**Aim of the task**
The answer should match the entries below word for word, minus their pictures.

=== Recorded data ===

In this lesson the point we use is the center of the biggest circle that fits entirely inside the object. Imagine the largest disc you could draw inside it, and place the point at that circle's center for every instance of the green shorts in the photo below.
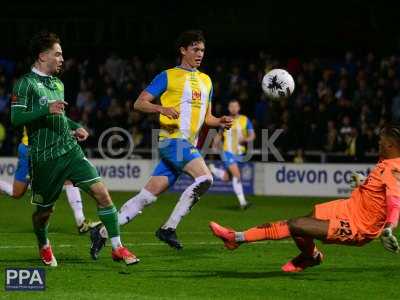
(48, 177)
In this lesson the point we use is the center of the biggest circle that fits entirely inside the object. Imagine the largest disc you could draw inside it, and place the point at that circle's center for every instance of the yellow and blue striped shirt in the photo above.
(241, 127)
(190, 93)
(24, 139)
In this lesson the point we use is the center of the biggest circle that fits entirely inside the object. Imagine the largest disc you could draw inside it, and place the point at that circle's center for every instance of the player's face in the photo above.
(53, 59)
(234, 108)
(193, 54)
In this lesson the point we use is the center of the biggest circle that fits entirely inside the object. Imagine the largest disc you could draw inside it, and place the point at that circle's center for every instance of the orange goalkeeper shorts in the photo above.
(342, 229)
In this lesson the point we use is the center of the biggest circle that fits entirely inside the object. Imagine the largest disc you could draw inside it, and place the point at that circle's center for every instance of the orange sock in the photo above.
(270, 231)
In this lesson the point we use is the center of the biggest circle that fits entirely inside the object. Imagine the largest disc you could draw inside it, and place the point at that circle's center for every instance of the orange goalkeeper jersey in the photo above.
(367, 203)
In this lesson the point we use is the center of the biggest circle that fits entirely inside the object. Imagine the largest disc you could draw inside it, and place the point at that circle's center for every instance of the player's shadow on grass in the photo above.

===

**Answer to this exercise**
In this lesson the point we use is the center of the biggest circle that fits entirely inside the object. Imagine the largest disc you could draw inside it, and place the point at that circle's center for every instance of the green shorts in the photo below.
(48, 177)
In this lesson the point we use is the center of the biggest circle that fits entirely inside the object. Imagine the largest disc you could draw inside it, and place the point at that circle's center for every instance of the yellow and blue striped shirt in the photo above.
(241, 127)
(190, 93)
(24, 139)
In this lesson the point we use is the center of the biggest circle that fits entirely inside the object. Imagine the largest disc you could draw inside it, and place the point at that circle's center for every instance of the player's face in the photo above.
(53, 59)
(234, 108)
(193, 54)
In this lesson the point we use is the center of the biggest circle that fits entirely inside the object. Imagine the largest disc you could draw inside it, and place the point at that circle's center for every instance of the orange goalkeeper shorts in the photo above.
(342, 229)
In this lesson the point we use is the center of the biggest circle that fits entirely inside the object. Imagine the largest disc you could draw inside it, and place the point at that circle's center for every instance of the orange sock in the photo above.
(270, 231)
In this lesson the point we use is the center of the biggest circle that fits entirely inside the object. Imagine the largest disc you could draw inside it, and place the point at that circle's center for every instance of the orange goalkeeper jersey in the photo above.
(367, 203)
In this lesson the point we use is the center of the biggest circle that fits entirely inside the object. Imagine the largest disc you could draw inside it, and place the point at that circle's center for every instance of the player's shadow on grass in the photo above.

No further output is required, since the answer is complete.